§ TASK INSTRUCTIONS
- 1) Retype the passage from the Contagion review word for word, beginning at the words "In many ways, it's" and stopping after "life pandemic is.".
- 2) List the flu-like symptoms of Nipah that the Contagion review names in parentheses.
- 3) Write the next part of the Contagion review, picking up after its last sentence.

§ SOURCE PASSAGE
━━━━━━━━━━━━━━━━━━━━━━━━━━━━━━

"Blogging isn't writing. It's graffiti with punctuation."
Dr. Ian Sussman in Contagion (2011)
Bloggers of the world! Unite!
Soderbergh spelled out the movie in its tagline because he thinks you are stupid. |
Last Thursday night, I made contact with Steven Soderbergh's Contagion, a disaster film like no other I have ever seen. It's best described as a movie length procedural chronicling how every level of human society would respond to a pandemic motored by a highly transmissible, highly virulent virus previously unknown to science. The virus is also fictional, but just barely (I will put on a labcoat and explain what I meant by that in a bit).
In many ways, it's almost a documentary in its very clinical and hyper-realistic account of what would happen in the event of a worldwide plague. Four out of four doctors agree (that was what my movie party consisted of, by the way) that it's almost a public service announcement. We did however, differed in our enjoyment of the film. I unabashedly loved it. The others thought it was more education than entertainment and opined that if you're looking for a good time at the movies, you won't find it in Contagion. It very bleak, brutal and unpredictable, much like how a real life pandemic is.
Warning: This doctor recommends that you watch the movie before reading this review slash armchair analysis. There is no known cure for spoilers.
The Virus.
The real star of the film, the MEV-1 virus, is based on our very own, real-life Nipah virus - one of Malaysia's rare honest contributions to the world of medicine. It was named after Kampung Nipah in Negeri Sembilan where it was first isolated from a human infectee (there's also a Tioman virus, if you're interested). Like Nipah, the MEV-1 is a respiratory paramyxovirus and encephalitic agent, and for those of you who don't understand scientish, "encephalitic" pretty much means "it eats braaains". Nipah too is spread primarily through touch, and typically presents itself through flu-like symptoms (fever, headaches, muscle aches, sore throat, etc) and neurological signs (like drowsiness, altered consciousness and cinematic dramatic seizures). It may scare you to know that Nipah typically kills 40-75% of its victims and severe sporadic outbreaks had been recorded almost yearly since its discovery in 1999. Yes, the scenario in Contagion can totally happen.

━━━━━━━━━━━━━━━━━━━━━━━━━━━━━━

§ EXTRACTED MATERIAL
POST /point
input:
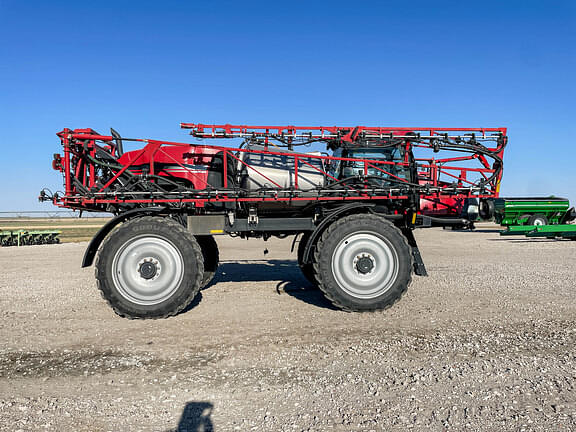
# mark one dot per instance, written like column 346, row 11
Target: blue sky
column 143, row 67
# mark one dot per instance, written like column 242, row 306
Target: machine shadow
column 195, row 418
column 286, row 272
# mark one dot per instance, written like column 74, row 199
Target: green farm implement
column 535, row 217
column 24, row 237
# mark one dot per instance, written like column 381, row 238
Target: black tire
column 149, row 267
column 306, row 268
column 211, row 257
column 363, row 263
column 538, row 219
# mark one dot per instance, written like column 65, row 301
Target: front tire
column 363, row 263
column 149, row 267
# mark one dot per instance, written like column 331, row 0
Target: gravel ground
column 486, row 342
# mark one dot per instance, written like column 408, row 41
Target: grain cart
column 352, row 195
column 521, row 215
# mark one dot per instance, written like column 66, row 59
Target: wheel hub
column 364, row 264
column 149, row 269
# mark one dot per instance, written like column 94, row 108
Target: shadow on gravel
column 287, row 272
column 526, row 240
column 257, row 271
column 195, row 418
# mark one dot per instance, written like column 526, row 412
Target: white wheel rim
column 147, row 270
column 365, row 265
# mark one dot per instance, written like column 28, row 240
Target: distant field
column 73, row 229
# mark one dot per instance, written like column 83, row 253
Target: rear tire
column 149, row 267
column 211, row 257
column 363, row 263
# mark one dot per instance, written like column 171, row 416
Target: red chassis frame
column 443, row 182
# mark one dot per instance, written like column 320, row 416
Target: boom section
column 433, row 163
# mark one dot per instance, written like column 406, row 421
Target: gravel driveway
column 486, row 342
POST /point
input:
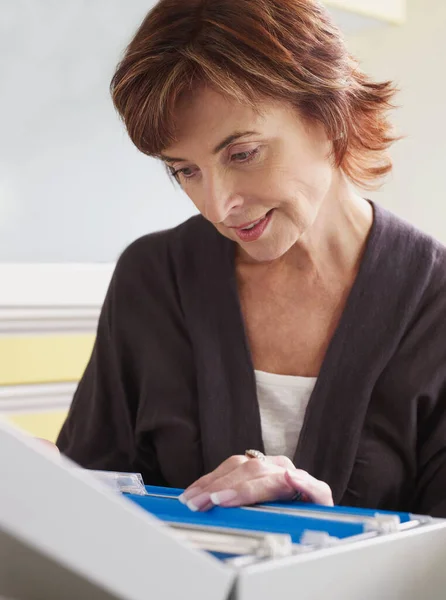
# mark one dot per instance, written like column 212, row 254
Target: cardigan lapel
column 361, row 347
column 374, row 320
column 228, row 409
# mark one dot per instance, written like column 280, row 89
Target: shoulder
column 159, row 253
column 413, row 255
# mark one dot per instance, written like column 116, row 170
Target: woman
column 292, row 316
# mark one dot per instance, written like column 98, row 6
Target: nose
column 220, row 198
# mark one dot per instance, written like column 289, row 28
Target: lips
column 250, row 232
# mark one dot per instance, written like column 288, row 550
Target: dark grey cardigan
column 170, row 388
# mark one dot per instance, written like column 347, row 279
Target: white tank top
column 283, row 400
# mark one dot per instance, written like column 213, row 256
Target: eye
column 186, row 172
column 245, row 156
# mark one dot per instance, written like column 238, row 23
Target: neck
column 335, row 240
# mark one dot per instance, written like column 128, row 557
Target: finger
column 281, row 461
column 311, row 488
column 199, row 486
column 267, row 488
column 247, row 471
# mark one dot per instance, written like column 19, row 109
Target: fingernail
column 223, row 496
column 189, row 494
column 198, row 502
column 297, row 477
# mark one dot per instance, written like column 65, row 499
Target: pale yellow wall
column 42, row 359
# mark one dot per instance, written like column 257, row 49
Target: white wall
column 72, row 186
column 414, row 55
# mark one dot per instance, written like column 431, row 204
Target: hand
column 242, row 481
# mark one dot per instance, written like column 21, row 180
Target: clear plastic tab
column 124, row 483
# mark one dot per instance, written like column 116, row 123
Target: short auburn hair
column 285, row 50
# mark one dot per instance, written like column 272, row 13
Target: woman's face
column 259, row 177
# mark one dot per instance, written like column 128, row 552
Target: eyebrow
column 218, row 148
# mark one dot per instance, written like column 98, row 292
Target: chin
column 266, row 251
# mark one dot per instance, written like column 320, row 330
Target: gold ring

━━━━━━━━━━━━━━━━━━━━━━━━━━━━━━

§ ANSWERS PER TASK
- 1)
In many ways, it's almost a documentary in its very clinical and hyper-realistic account of what would happen in the event of a worldwide plague. Four out of four doctors agree (that was what my movie party consisted of, by the way) that it's almost a public service announcement. We did however, differed in our enjoyment of the film. I unabashedly loved it. The others thought it was more education than entertainment and opined that if you're looking for a good time at the movies, you won't find it in Contagion. It very bleak, brutal and unpredictable, much like how a real life pandemic is.

- 2) fever, headaches, muscle aches, sore throat

- 3)
Another noteworthy trivia is MEV-1's origin story which is blow-by-blow identical to the proposed mechanism from which Nipah first arose - from the spillage of excrements and half-eaten fruits from Pteropid fruit bats into pig farms due to the increasing overlap of habitats these two animals share - or as the film puts it: "Somewhere out there, the wrong pig met up with the wrong bat."
The scientific aspects of this film are surprisingly accurate and its accuracy, by and large, can be credited to Contagion's science consultant, Ian Lipkin, the Director of the Center for Infection and Immunity, an academic laboratory for microbe hunting in acute and chronic diseases. It was he whocreated selected the film's virus, going as far as constructing the genetic map of the MEV-1 using sequences of paramyxoviruses he downloaded from GenBank. The Paramyxoviridae is a family of viruses which boasts the inclusion of common household names like mumps and measles, but I bet you already knew that.
I do however have a minor plausibility issue with a story element in Contagion where limited supply (a recognised logistic problem with vaccines in real life pandemic responses) forced the distribution of the newly-developed vaccine to be decided by a lottery based on a person's date of birth. In reality, the vaccines would be first given to doctors and nurses - because let's face it, who's going to help the ordinary folks after all the healthcare providers have keeled over and died? That scene where Dr Ellis Cheever gave his dose of vaccine to his janitor's kid while putting the wristband which marks those protected on himself was meant to be heartwarming, but it elicited a "what a fucking moron" from me and my friends. He's essentially turned himself into a walking public health hazard.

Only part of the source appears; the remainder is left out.